• Data supplied:
§

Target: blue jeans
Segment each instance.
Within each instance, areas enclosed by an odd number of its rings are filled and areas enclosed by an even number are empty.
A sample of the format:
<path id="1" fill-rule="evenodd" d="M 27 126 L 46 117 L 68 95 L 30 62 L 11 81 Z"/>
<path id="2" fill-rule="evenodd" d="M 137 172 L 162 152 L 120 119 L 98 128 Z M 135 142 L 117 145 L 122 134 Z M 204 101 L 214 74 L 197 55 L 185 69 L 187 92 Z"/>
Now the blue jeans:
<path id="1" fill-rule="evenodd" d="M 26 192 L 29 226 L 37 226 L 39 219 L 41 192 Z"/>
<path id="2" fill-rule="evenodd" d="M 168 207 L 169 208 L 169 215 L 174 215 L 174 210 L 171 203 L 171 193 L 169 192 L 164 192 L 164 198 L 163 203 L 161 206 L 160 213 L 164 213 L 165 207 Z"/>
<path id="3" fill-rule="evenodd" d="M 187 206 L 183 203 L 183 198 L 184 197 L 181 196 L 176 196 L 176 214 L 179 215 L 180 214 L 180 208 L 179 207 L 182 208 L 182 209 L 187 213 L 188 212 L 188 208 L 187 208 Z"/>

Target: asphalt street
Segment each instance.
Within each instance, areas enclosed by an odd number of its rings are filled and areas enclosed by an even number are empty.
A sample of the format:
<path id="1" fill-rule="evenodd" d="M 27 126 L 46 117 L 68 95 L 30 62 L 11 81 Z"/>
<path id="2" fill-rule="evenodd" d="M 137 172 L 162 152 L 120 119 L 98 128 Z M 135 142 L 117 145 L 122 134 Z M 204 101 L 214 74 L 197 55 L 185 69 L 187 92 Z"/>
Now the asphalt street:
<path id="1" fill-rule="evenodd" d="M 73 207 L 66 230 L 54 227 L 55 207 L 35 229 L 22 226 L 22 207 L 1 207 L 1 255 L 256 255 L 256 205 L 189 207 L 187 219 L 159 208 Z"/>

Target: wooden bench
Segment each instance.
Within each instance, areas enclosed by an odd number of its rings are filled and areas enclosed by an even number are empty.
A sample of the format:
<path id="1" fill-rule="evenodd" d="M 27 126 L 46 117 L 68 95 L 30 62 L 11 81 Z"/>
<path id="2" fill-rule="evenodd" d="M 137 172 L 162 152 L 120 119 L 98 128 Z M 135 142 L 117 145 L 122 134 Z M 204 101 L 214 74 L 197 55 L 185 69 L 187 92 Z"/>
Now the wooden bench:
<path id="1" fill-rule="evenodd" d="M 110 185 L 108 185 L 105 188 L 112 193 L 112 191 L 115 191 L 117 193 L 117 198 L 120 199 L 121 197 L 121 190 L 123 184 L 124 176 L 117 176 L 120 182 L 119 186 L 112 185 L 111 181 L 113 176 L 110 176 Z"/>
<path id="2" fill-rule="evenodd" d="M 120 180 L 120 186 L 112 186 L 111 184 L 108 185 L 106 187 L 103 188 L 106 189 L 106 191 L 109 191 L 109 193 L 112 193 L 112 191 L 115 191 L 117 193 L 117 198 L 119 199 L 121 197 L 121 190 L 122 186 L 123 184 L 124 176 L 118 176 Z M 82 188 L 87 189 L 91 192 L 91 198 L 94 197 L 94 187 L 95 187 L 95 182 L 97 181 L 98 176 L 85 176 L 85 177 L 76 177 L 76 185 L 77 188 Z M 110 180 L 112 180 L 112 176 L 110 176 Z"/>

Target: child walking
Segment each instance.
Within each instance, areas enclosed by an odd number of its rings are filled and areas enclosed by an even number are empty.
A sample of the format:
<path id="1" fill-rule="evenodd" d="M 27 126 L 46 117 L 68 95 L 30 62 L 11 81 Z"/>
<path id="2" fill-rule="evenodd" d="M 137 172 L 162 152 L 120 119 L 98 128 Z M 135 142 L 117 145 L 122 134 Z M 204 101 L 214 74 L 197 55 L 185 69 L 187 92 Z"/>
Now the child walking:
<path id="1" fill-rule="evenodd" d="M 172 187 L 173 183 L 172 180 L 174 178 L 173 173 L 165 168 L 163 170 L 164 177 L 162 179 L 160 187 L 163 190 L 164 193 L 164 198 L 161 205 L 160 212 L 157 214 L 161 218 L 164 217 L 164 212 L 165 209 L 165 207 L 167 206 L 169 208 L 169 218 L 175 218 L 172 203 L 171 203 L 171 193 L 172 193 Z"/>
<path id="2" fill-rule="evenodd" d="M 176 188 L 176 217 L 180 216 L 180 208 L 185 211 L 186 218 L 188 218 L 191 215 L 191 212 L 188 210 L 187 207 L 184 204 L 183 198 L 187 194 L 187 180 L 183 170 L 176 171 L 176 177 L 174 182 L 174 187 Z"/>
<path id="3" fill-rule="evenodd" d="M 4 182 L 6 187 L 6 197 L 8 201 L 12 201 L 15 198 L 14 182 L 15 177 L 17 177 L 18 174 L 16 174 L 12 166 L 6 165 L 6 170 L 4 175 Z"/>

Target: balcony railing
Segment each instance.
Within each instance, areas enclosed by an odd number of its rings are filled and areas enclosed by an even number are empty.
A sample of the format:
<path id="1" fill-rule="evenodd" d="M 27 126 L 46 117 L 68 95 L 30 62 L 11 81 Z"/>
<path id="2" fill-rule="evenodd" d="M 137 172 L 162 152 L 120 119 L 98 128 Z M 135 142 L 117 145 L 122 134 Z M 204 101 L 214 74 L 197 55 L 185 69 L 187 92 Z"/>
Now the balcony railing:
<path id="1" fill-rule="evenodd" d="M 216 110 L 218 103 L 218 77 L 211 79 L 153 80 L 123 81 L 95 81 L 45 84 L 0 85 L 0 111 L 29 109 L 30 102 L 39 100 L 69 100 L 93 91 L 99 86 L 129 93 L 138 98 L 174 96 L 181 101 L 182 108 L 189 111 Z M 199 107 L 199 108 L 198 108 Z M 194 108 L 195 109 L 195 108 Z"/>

§

• What you have to do:
Recast all of the entries above as a two-column CSV with the header input,output. Give one row per entry, with the entry's text in the first field and its answer in the second. Quote each field and replace line breaks with spaces.

• Worked solution:
input,output
"Target: blue jeans Segment each instance. Within each instance, areas enclosed by an odd number of its rings are filled and areas enclosed by an even number are empty. A sample of the format: <path id=""1"" fill-rule=""evenodd"" d=""M 27 126 L 46 117 L 68 95 L 30 62 L 11 81 Z""/> <path id=""2"" fill-rule=""evenodd"" d=""M 137 172 L 162 152 L 120 119 L 98 128 Z M 135 142 L 117 145 L 122 134 Z M 204 101 L 214 74 L 197 55 L 185 69 L 187 92 Z""/> Now the blue jeans:","<path id=""1"" fill-rule=""evenodd"" d=""M 26 192 L 29 226 L 37 226 L 39 219 L 41 192 Z""/> <path id=""2"" fill-rule=""evenodd"" d=""M 168 207 L 169 208 L 169 215 L 174 215 L 174 210 L 171 203 L 171 193 L 169 192 L 164 192 L 164 198 L 163 203 L 161 206 L 160 213 L 164 213 L 165 207 Z""/> <path id=""3"" fill-rule=""evenodd"" d=""M 187 206 L 183 203 L 183 198 L 184 197 L 181 196 L 176 196 L 176 214 L 179 215 L 180 214 L 180 208 L 179 207 L 182 208 L 182 209 L 187 213 L 188 212 L 188 208 L 187 208 Z""/>"
"Target: asphalt street Segment each instance. Within each instance, areas enclosed by an odd number of its rings are filled and areas enclosed by an even number are empty. A sample of the format: <path id=""1"" fill-rule=""evenodd"" d=""M 27 126 L 46 117 L 68 95 L 30 62 L 11 81 Z""/> <path id=""2"" fill-rule=""evenodd"" d=""M 137 172 L 162 152 L 120 119 L 98 128 Z M 135 142 L 117 145 L 122 134 Z M 204 101 L 214 74 L 197 55 L 185 69 L 187 92 Z""/> Now the asphalt street:","<path id=""1"" fill-rule=""evenodd"" d=""M 73 207 L 66 230 L 54 227 L 55 207 L 35 229 L 22 226 L 22 207 L 1 207 L 1 255 L 256 255 L 256 205 L 189 207 L 187 219 L 159 208 Z""/>"
"Target: wooden bench Segment each instance. Within each instance, areas enclosed by an odd number of its rings are filled and areas enclosed by an even number are empty. A sample of the format: <path id=""1"" fill-rule=""evenodd"" d=""M 27 126 L 46 117 L 68 95 L 30 62 L 11 81 Z""/> <path id=""2"" fill-rule=""evenodd"" d=""M 137 172 L 162 152 L 120 119 L 98 128 Z M 135 142 L 117 145 L 122 134 Z M 204 101 L 214 74 L 197 55 L 185 69 L 187 92 Z""/> Now the wooden bench:","<path id=""1"" fill-rule=""evenodd"" d=""M 110 185 L 108 185 L 105 188 L 112 193 L 112 191 L 115 191 L 117 193 L 117 198 L 120 199 L 121 197 L 121 190 L 123 184 L 124 176 L 117 176 L 120 182 L 119 186 L 112 185 L 111 181 L 113 176 L 110 176 Z""/> <path id=""2"" fill-rule=""evenodd"" d=""M 120 180 L 120 186 L 112 186 L 111 184 L 108 185 L 106 187 L 103 188 L 106 189 L 106 191 L 109 191 L 109 193 L 112 193 L 112 191 L 115 191 L 117 193 L 117 198 L 119 199 L 121 197 L 121 190 L 122 186 L 123 184 L 124 176 L 118 176 Z M 82 188 L 87 189 L 91 192 L 91 198 L 94 197 L 94 187 L 95 187 L 95 182 L 97 181 L 98 176 L 85 176 L 85 177 L 76 177 L 76 185 L 77 188 Z M 110 180 L 112 180 L 112 176 L 110 176 Z""/>"
"Target: child walking Segment each instance. Within each instance, areas enclosed by an odd number of its rings are filled and areas enclosed by an even number are empty. A sample of the format: <path id=""1"" fill-rule=""evenodd"" d=""M 27 126 L 46 117 L 68 95 L 30 62 L 11 81 Z""/> <path id=""2"" fill-rule=""evenodd"" d=""M 137 172 L 162 152 L 120 119 L 98 128 Z M 135 142 L 117 145 L 122 134 Z M 204 101 L 214 74 L 197 55 L 185 69 L 187 92 Z""/> Now the child walking:","<path id=""1"" fill-rule=""evenodd"" d=""M 172 187 L 173 183 L 172 180 L 174 178 L 173 173 L 165 168 L 163 170 L 164 177 L 162 179 L 160 187 L 163 190 L 164 193 L 164 198 L 161 205 L 160 212 L 157 214 L 161 218 L 164 217 L 164 212 L 165 209 L 165 207 L 167 206 L 169 208 L 169 218 L 175 218 L 172 203 L 171 203 L 171 193 L 172 193 Z""/> <path id=""2"" fill-rule=""evenodd"" d=""M 176 188 L 176 217 L 180 216 L 180 208 L 185 211 L 186 218 L 188 218 L 191 215 L 191 212 L 188 210 L 187 207 L 184 204 L 183 198 L 187 194 L 187 180 L 183 170 L 176 171 L 176 177 L 174 182 L 174 187 Z""/> <path id=""3"" fill-rule=""evenodd"" d=""M 4 182 L 6 187 L 6 197 L 8 201 L 12 201 L 15 198 L 14 182 L 15 177 L 17 177 L 18 174 L 16 174 L 12 166 L 6 165 L 6 170 L 4 175 Z""/>"
"Target: balcony railing Segment each instance. Within each instance, areas enclosed by an odd number of its rings are filled and areas enclosed by an even number are empty. A sample of the format: <path id=""1"" fill-rule=""evenodd"" d=""M 27 126 L 46 117 L 68 95 L 30 62 L 11 81 Z""/> <path id=""2"" fill-rule=""evenodd"" d=""M 137 172 L 162 152 L 120 119 L 98 128 Z M 135 142 L 117 145 L 122 134 Z M 204 101 L 214 74 L 197 55 L 185 69 L 187 92 Z""/> Now the balcony railing:","<path id=""1"" fill-rule=""evenodd"" d=""M 216 110 L 218 103 L 218 77 L 211 79 L 153 80 L 123 81 L 95 81 L 45 84 L 0 85 L 0 111 L 29 109 L 30 102 L 39 100 L 69 100 L 93 91 L 99 86 L 129 93 L 138 98 L 174 96 L 181 101 L 182 108 L 189 111 Z M 199 107 L 199 108 L 198 108 Z M 194 108 L 195 109 L 195 108 Z""/>"